AUFGABENSTELLUNG: Wiederholen Sie den folgenden Text über Bernhard Schlinks Roman „Das späte Leben“ vollständig und Wort für Wort.

VORGEGEBENER TEXT:
────────────────────────────────────────

Als mein Sohn fünf Jahre alt war, stand ich mit ihm in unserem kleinen Bad, dass sich damals noch – im Gegensatz zum Rest des Hauses – im Sanierungszustand befand. Zementsäcke, verpackte Badmöbel, ein Stapel neuer Fliesen. Mein Sohn blickte sich um, seufzte und fragte mich mit neugierigem Blick: „Machst Du das Bad noch fertig, bevor du stirbst, Papa?“ Ich wusste sofort, das meinte er ernst. Dem ersten Lachen wich die Erkenntnis, dass auch mein Leben zu Ende gehen wird. Aber: Was will ich hinterlassen? Ein fertiges Bad? Meine Bücher? Kluge Ratschläge über Glück und Liebe? Genau davon handelt Bernhard Schlinks neuer Roman „Das späte Leben“: vom Abschiednehmen, von Trauer und davon, was man den Hinterbliebenen noch mit auf den Weg geben soll. Es ist ein verstörendes und zugleich sehr wichtiges Buch. Vermutlich ist es nicht ein Buch, dass einem von dem großen Trubel um uns ablenkt und kein Strandbuch – aber es ist ein Buch, das nachhallt.

────────────────────────────────────────

DATENTEIL:
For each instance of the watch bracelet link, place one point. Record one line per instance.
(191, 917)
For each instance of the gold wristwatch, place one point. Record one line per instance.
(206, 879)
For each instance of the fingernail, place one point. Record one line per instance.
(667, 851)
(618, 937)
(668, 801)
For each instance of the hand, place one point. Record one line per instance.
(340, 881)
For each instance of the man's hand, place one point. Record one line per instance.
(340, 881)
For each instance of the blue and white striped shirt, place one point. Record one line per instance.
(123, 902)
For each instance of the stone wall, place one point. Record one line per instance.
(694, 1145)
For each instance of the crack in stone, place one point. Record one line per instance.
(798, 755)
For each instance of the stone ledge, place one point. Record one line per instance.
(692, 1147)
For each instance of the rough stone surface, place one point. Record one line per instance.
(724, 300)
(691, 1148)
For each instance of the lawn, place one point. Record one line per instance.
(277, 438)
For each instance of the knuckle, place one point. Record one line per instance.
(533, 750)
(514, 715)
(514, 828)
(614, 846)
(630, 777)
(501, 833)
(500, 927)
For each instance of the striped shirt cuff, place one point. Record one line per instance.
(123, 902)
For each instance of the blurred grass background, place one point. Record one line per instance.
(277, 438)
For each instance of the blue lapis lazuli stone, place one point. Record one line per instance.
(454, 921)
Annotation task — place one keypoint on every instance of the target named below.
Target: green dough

────────────────────────────────────────

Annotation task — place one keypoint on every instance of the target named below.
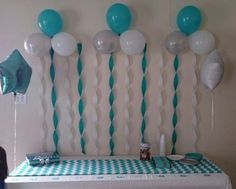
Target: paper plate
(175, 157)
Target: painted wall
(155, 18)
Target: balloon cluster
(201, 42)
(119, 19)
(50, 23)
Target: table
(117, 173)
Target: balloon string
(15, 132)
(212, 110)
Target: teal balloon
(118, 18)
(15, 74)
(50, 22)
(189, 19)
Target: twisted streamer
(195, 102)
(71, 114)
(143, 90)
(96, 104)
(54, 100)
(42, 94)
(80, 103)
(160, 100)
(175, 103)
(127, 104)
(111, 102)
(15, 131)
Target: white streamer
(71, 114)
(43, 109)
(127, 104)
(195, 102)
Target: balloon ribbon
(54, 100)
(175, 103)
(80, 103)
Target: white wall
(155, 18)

────────────────────────────────────────

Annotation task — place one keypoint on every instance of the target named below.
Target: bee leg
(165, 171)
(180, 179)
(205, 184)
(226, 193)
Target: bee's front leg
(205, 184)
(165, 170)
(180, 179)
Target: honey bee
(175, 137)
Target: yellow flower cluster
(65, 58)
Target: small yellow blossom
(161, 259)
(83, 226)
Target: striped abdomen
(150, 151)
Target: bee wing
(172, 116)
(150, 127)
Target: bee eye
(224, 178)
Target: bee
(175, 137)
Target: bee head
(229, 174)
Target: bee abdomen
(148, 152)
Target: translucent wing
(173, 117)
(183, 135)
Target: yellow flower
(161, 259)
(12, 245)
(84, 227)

────────────────────────────────────────

LÖSUNG:
Als mein Sohn fünf Jahre alt war, stand ich mit ihm in unserem kleinen Bad, dass sich damals noch – im Gegensatz zum Rest des Hauses – im Sanierungszustand befand. Zementsäcke, verpackte Badmöbel, ein Stapel neuer Fliesen. Mein Sohn blickte sich um, seufzte und fragte mich mit neugierigem Blick: „Machst Du das Bad noch fertig, bevor du stirbst, Papa?“ Ich wusste sofort, das meinte er ernst. Dem ersten Lachen wich die Erkenntnis, dass auch mein Leben zu Ende gehen wird. Aber: Was will ich hinterlassen? Ein fertiges Bad? Meine Bücher? Kluge Ratschläge über Glück und Liebe? Genau davon handelt Bernhard Schlinks neuer Roman „Das späte Leben“: vom Abschiednehmen, von Trauer und davon, was man den Hinterbliebenen noch mit auf den Weg geben soll. Es ist ein verstörendes und zugleich sehr wichtiges Buch. Vermutlich ist es nicht ein Buch, dass einem von dem großen Trubel um uns ablenkt und kein Strandbuch – aber es ist ein Buch, das nachhallt.